**What to produce**
Which lines of the entries below contain the word "pixels"? Pick out each of those lines and copy it whole.

**Source information**
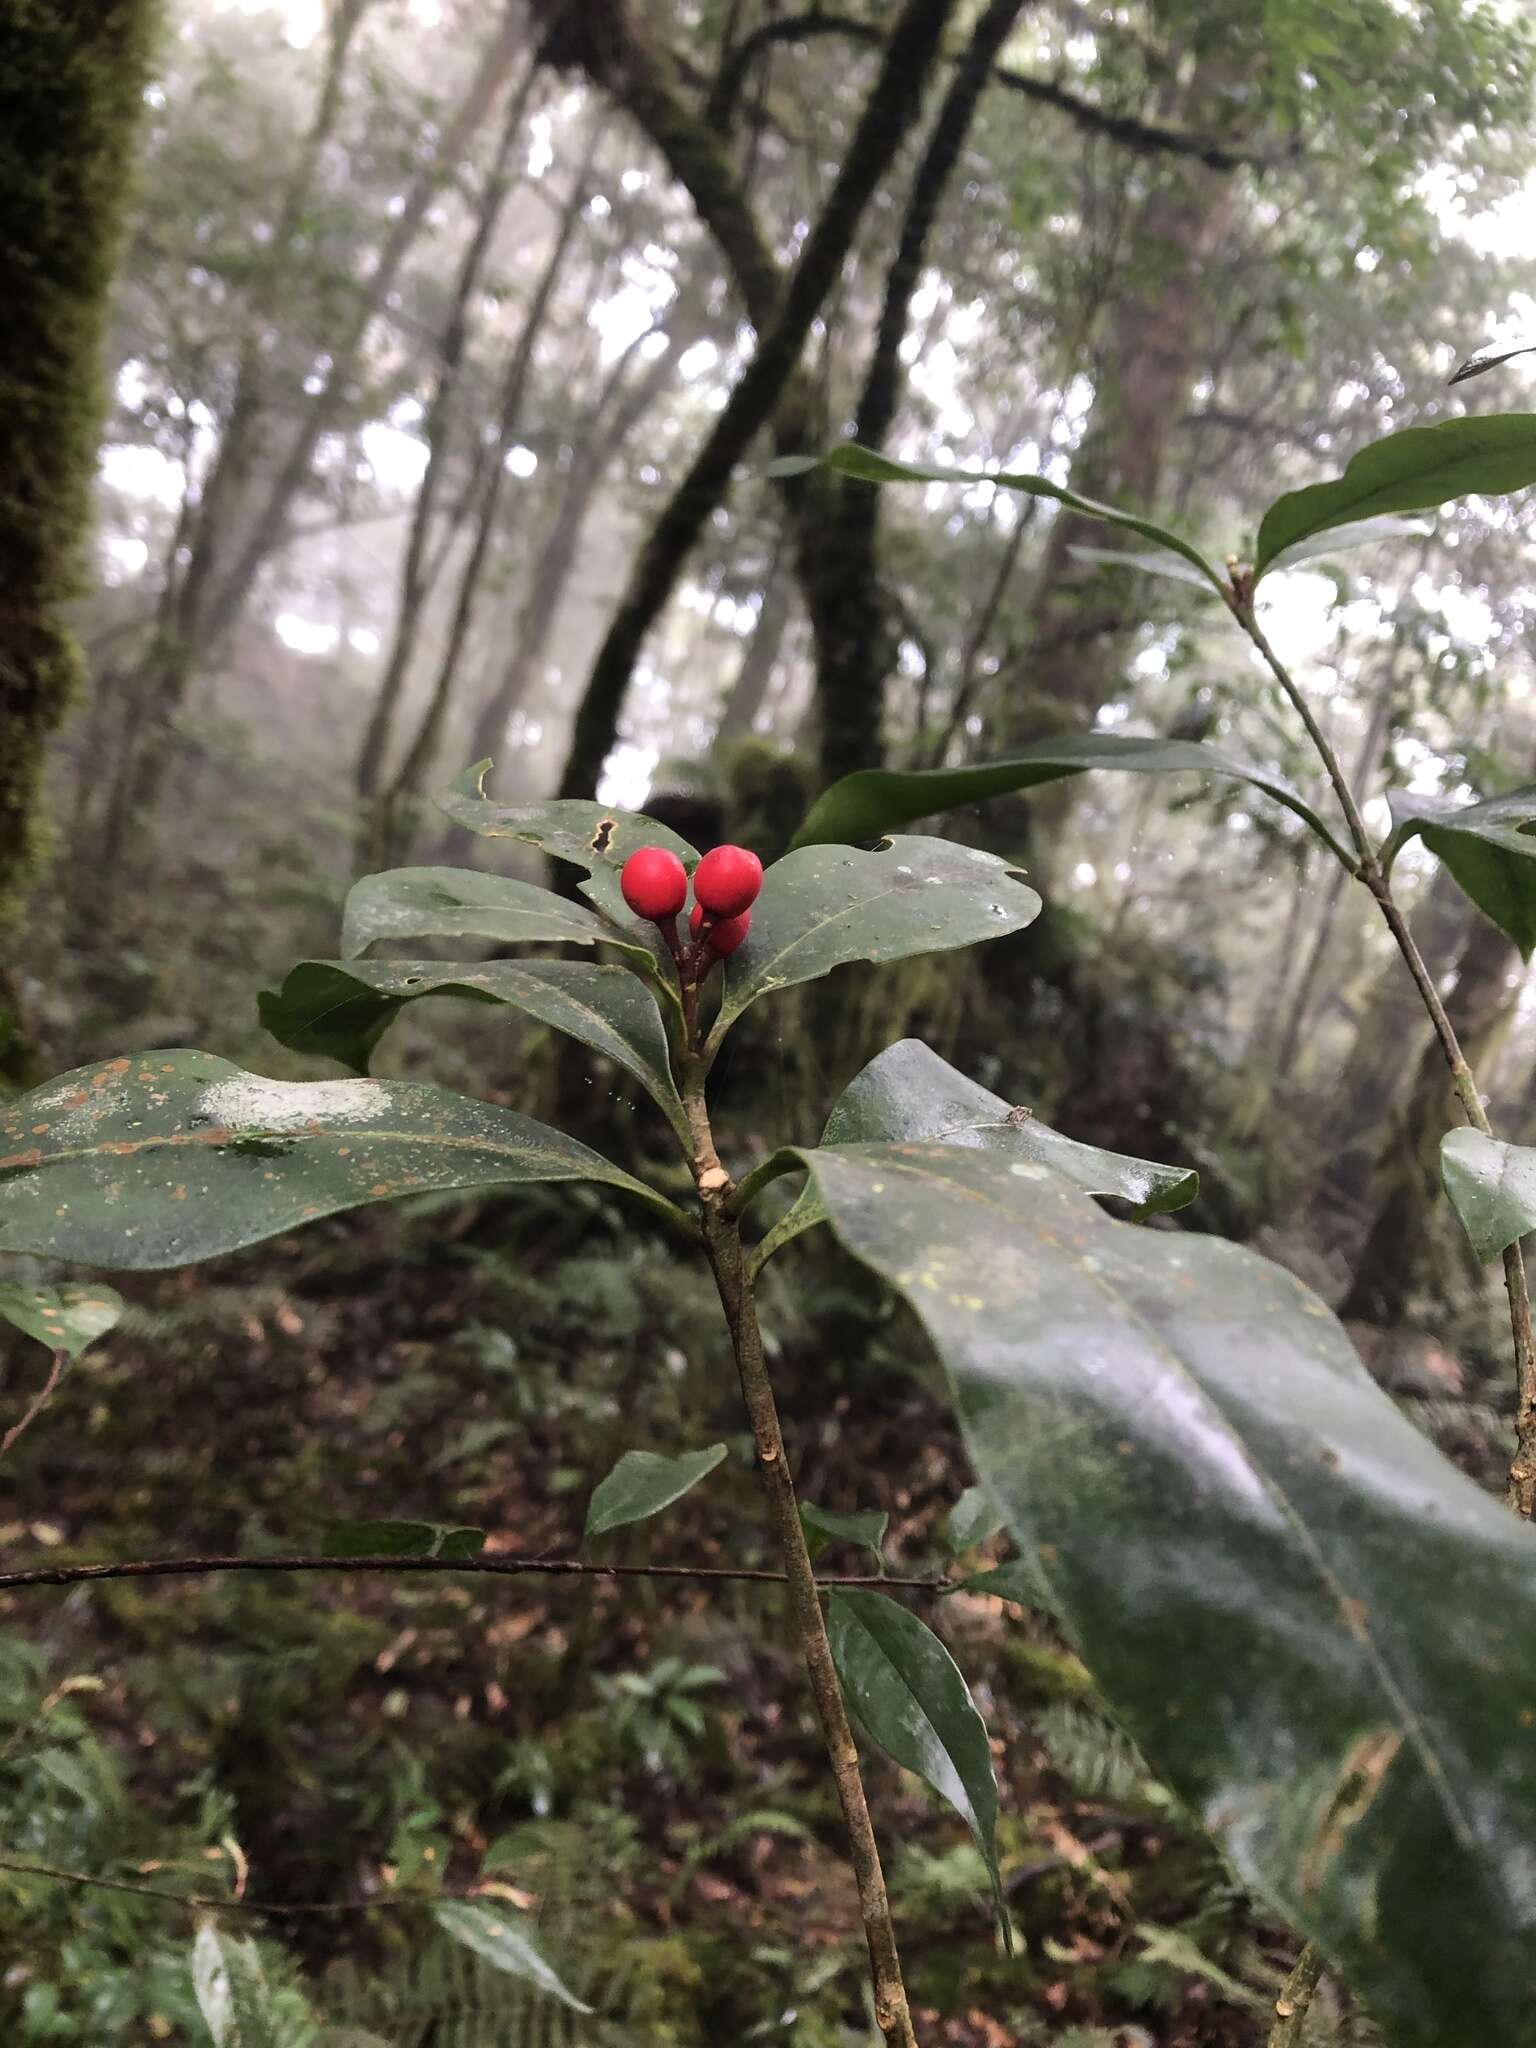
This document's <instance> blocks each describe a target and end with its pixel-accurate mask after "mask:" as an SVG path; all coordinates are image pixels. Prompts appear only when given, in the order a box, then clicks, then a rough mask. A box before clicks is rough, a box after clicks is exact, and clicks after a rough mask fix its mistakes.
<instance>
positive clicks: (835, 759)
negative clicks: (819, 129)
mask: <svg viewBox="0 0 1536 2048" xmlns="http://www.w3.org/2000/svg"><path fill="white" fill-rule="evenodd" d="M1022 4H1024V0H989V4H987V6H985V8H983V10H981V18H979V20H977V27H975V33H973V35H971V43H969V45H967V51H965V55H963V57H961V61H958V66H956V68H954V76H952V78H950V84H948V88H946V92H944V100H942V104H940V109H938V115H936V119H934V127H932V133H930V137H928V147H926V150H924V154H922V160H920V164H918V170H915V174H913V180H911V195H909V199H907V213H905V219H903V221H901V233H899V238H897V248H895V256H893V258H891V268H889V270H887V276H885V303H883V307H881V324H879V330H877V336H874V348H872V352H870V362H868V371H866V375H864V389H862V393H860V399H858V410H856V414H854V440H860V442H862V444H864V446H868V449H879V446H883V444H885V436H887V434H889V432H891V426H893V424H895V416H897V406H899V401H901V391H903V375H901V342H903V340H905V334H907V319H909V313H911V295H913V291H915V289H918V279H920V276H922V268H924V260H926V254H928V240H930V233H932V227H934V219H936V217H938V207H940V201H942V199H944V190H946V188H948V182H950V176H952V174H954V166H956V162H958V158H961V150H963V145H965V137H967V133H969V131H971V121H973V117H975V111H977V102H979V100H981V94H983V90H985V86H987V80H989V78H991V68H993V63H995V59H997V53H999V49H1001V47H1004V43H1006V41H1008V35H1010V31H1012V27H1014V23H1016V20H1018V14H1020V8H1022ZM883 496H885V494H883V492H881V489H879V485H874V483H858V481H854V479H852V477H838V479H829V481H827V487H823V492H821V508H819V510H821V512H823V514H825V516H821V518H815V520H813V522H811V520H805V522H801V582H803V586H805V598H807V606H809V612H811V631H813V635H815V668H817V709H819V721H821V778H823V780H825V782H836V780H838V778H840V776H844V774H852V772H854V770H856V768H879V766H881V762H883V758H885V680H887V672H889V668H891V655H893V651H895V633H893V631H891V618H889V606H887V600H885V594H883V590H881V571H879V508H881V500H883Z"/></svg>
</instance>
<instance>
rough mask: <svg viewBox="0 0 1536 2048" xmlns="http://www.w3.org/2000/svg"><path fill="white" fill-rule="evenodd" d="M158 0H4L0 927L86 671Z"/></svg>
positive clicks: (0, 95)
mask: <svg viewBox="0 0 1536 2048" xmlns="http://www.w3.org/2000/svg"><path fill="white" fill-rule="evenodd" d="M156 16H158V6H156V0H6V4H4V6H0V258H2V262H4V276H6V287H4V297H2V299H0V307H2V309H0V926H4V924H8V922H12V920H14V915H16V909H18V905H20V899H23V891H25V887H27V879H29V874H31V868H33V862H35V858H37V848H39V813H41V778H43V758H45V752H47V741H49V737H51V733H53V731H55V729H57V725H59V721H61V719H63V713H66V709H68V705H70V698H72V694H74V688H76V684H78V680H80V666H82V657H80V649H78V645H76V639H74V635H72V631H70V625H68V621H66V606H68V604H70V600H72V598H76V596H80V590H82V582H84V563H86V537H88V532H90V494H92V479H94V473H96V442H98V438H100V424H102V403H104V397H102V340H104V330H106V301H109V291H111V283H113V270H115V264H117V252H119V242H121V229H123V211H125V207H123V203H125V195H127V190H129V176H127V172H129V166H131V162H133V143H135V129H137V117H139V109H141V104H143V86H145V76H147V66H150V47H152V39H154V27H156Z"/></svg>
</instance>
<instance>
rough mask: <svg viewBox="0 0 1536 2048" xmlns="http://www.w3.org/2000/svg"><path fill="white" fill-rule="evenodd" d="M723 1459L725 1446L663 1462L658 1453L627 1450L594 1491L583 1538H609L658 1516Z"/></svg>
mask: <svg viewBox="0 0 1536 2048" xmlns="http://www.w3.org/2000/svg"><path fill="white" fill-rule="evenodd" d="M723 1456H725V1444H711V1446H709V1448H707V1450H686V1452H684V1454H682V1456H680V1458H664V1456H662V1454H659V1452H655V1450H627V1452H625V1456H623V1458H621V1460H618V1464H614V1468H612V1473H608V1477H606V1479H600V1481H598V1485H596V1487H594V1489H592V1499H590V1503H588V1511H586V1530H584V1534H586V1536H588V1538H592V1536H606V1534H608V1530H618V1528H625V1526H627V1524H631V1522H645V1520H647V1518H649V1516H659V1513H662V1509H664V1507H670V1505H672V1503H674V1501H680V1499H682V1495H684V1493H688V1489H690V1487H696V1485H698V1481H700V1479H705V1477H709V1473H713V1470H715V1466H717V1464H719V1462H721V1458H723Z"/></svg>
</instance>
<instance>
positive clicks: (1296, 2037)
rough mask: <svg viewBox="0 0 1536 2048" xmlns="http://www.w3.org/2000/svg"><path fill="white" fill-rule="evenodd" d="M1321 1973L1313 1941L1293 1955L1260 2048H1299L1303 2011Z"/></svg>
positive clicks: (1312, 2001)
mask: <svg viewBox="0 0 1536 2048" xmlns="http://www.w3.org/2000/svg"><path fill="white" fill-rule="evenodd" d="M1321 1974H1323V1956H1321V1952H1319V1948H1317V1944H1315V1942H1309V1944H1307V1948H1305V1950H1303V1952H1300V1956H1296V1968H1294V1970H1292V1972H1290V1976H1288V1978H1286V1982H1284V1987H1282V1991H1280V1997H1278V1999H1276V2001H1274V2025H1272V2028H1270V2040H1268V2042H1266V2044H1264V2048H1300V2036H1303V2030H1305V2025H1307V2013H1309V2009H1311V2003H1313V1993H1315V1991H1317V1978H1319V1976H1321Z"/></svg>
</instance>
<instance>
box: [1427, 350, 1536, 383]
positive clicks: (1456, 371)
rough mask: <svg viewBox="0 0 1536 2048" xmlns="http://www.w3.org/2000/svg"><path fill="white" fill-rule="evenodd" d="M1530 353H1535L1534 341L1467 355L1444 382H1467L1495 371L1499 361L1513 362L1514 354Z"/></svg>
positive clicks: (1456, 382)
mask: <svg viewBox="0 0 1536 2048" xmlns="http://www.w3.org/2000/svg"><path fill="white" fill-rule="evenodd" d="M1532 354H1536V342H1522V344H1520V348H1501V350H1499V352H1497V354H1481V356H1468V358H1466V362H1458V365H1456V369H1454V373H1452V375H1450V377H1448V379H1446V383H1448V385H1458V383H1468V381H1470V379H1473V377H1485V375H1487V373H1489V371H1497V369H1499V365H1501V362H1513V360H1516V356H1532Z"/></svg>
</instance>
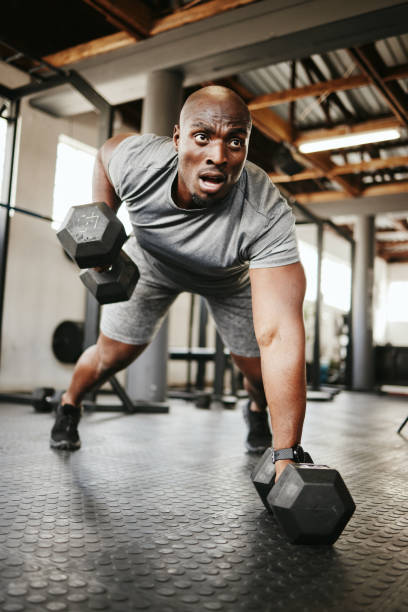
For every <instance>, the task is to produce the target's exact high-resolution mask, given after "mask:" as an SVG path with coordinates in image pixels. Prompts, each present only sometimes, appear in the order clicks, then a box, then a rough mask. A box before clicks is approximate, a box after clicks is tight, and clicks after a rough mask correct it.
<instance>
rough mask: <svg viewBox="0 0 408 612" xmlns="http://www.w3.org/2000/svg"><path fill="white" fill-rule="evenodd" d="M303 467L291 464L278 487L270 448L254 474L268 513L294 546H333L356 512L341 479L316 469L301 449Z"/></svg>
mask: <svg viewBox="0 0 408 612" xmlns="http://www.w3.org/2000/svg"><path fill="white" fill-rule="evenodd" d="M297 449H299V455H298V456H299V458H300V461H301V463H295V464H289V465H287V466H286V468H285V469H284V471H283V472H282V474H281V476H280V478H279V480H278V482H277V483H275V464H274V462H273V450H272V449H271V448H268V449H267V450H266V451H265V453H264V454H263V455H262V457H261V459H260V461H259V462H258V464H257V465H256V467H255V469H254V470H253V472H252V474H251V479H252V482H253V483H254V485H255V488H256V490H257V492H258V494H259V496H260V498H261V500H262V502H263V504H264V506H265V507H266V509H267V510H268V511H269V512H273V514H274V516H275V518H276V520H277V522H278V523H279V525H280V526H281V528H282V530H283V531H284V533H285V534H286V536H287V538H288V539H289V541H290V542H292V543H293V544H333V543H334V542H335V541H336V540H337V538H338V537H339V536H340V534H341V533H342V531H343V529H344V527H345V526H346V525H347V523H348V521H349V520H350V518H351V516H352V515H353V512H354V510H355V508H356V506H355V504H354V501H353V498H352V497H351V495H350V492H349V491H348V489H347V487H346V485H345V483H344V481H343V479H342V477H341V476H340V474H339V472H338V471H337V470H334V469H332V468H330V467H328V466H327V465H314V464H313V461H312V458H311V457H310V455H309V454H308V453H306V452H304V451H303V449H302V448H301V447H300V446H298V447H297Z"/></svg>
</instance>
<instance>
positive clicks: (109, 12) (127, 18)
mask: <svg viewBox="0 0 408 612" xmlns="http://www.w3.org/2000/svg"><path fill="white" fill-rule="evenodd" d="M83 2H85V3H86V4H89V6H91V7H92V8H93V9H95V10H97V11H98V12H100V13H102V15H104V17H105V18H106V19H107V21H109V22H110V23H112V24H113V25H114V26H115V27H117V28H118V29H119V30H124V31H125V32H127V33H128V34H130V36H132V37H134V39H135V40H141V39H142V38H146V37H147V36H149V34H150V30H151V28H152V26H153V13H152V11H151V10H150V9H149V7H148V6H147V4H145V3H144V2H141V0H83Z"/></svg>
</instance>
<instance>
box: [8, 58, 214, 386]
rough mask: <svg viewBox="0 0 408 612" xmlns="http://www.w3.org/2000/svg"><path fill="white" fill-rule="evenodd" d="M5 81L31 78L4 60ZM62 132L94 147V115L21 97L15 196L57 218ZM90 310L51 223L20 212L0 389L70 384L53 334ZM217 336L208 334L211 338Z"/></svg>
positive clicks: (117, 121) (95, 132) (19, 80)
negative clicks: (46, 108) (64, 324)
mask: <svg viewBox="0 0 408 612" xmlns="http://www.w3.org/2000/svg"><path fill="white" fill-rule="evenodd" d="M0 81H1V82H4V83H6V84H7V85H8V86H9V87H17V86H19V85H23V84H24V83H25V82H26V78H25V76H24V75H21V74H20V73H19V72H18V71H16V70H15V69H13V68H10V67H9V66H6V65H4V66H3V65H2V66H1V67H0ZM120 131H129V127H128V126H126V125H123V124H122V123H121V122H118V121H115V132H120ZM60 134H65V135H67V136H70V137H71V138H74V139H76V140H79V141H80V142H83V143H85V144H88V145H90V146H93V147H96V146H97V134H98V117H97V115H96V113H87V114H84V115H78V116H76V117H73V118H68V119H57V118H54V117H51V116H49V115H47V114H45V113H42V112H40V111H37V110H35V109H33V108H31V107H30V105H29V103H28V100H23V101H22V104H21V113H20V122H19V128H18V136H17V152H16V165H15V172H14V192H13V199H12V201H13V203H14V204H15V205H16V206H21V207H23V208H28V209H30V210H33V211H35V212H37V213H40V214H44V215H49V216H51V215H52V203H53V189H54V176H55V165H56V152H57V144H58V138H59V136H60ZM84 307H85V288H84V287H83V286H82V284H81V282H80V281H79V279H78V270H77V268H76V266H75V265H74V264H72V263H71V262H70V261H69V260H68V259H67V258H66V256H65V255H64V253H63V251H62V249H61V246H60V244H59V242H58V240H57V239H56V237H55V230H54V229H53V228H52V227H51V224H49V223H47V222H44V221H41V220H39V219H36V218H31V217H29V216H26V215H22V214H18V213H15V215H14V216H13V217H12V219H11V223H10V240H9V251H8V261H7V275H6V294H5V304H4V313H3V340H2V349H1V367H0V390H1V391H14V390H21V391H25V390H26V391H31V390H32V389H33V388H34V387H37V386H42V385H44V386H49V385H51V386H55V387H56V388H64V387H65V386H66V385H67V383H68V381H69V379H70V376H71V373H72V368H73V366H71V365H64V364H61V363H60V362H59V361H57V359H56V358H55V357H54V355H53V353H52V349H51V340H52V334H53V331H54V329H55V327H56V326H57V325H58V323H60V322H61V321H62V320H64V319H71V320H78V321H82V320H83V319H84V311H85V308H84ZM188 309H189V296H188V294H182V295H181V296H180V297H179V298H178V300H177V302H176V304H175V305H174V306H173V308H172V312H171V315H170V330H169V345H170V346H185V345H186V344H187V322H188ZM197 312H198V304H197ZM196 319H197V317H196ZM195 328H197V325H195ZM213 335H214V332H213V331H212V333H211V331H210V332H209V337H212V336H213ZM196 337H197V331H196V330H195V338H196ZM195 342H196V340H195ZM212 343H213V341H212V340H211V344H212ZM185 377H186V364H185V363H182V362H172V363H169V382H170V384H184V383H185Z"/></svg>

**Solution to this task**
This document's <instance> blocks each describe a target and end with its pixel-accurate mask after "mask:" as an SVG path; all coordinates are image pixels. Prompts appear only when given, in the order a box, then clicks, then a rough mask. A box before clicks is rough, a box after clicks is exact, and clicks after a rough mask fix its mistakes.
For every <instance>, the task is to produce the target's exact high-resolution mask, given after "mask:" as an SVG path with coordinates in image pixels. Prompts, each present only sometimes, appear in the order clicks, then a box, then a rough mask. A box before clicks is approximate, a box after clicks is tight, and clicks after a rough mask correct it.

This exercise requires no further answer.